Don Quijote como Cristo español, según Unamuno
Arturo del Villar
EL comentario de Miguel de Unamuno a El ingenioso hidalgo don Quixote de la Mancha, escrito por su tocayo Miguel de Cervantes, resulta recurrente en su obra, no se limitó al voluminoso ensayo sobre la Vida de don Quijote y Sancho, editado en 1905, para celebrar el tercer centenario de la publicación de la primera parte de la novela cervantina (resulta cacofónico explicarlo, pero es preciso buscar la exactitud). Como un don Quijote moderno lo vio su amigo Antonio Machado, y así lo retrató en verso:
Este donquijoteco
don Miguel de Unamuno, fuerte vasco,
lleva el arnés grotesco
y el irrisorio casco
del buen manchego.
Algún parecido podía haber en el aspecto físico del rector de la Universidad de Salamanca en su senectud, y el hidalgo manchego que empezó las andanzas caballerescas cuando frisaba con los cincuenta años, y “era de complexión recia, seco de carnes, enjuto de rostro, gran madrugador”, según la descripción hecha en el primer capítulo de la primera parte, unas características aplicables a Unamuno también. Los dos lucían una corta barba, y si al manchego le gustaba cabalgar con su escudero, al vasco le agradaban las excursiones a pie con algún amigo capaz de soportar sus monólogos interminables.
Ambos coincidían en el afán por ayudar a los menesterosos con la fuerza de su brazo, el uno empuñando la lanza para librarlos de sus enemigos reales o imaginarios, y el otro manejando la pluma de ave cortada por sus manos para escribir ensayos, poemas, novelas, cuentos, dramas y cartas a sus corresponsales, con la intención de enseñar a los lectores una filosofía vital que les ayudara a superar el sentimiento trágico de la vida, ocasionado por la seguridad de la muerte (en su opinión). Otra coincidencia se halla en el fracaso de sus bienintencionadas ilusiones.

_Tareas pendientes_:
- a) Según el texto sobre Unamuno y el Quijote, ¿por qué escribía Unamuno ensayos, poemas, novelas, cuentos, dramas y cartas? Respóndelo en una o dos oraciones.
- b) Reescribe el pasaje del texto sobre Unamuno y el Quijote que va entre "Ambos coincidían en" y "sus bienintencionadas ilusiones.", ambos incluidos, y cambia "lanza" por "espada".

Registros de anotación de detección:
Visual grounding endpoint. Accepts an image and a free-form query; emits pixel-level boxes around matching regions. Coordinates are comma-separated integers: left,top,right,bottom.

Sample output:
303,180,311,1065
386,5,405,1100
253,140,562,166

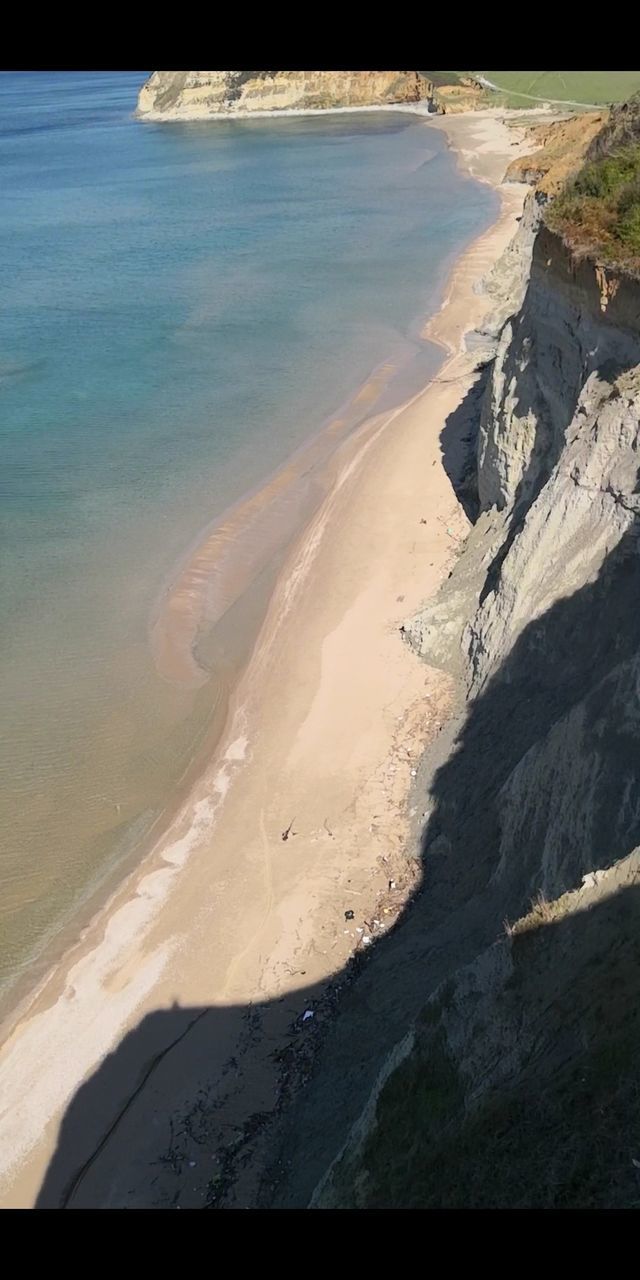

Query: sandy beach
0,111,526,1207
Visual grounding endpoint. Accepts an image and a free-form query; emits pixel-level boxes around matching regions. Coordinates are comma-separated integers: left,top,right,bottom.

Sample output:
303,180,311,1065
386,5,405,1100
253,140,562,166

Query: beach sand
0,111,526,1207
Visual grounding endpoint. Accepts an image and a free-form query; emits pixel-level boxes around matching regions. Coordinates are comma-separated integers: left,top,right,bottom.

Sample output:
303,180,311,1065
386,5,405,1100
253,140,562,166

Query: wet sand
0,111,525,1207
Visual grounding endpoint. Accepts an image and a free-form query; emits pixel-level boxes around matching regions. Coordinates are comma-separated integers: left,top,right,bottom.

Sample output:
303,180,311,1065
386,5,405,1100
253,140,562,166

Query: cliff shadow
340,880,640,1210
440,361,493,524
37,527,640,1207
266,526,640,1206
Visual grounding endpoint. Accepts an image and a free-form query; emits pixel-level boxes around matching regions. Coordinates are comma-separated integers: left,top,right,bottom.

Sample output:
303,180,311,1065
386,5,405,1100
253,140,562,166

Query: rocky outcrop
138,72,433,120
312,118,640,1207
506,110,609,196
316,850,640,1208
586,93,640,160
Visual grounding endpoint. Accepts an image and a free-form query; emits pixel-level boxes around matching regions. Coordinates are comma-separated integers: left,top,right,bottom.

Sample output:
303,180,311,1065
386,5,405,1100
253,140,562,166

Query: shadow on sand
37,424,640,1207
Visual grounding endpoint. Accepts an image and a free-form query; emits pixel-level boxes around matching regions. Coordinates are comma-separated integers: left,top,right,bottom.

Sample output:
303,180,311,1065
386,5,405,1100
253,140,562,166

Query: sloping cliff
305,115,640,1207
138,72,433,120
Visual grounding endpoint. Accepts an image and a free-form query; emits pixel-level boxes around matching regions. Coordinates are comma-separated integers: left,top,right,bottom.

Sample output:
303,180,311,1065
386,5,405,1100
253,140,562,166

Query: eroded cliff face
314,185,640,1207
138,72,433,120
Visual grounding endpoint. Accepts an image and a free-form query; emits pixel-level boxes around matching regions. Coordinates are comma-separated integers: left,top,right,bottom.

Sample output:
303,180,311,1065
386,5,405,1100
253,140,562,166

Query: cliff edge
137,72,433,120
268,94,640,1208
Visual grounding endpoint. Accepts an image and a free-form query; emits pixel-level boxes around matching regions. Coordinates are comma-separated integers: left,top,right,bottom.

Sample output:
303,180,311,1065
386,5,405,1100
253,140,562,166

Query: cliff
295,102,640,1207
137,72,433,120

_Soluciones_:
- a) Lo hacía para enseñar a los lectores una filosofía vital que les ayudara a superar el sentimiento trágico de la vida, que nace de la seguridad de la muerte. Era su manera de ayudar a los menesterosos con la fuerza de su brazo.

- b)
Ambos coincidían en el afán por ayudar a los menesterosos con la fuerza de su brazo, el uno empuñando la espada para librarlos de sus enemigos reales o imaginarios, y el otro manejando la pluma de ave cortada por sus manos para escribir ensayos, poemas, novelas, cuentos, dramas y cartas a sus corresponsales, con la intención de enseñar a los lectores una filosofía vital que les ayudara a superar el sentimiento trágico de la vida, ocasionado por la seguridad de la muerte (en su opinión). Otra coincidencia se halla en el fracaso de sus bienintencionadas ilusiones.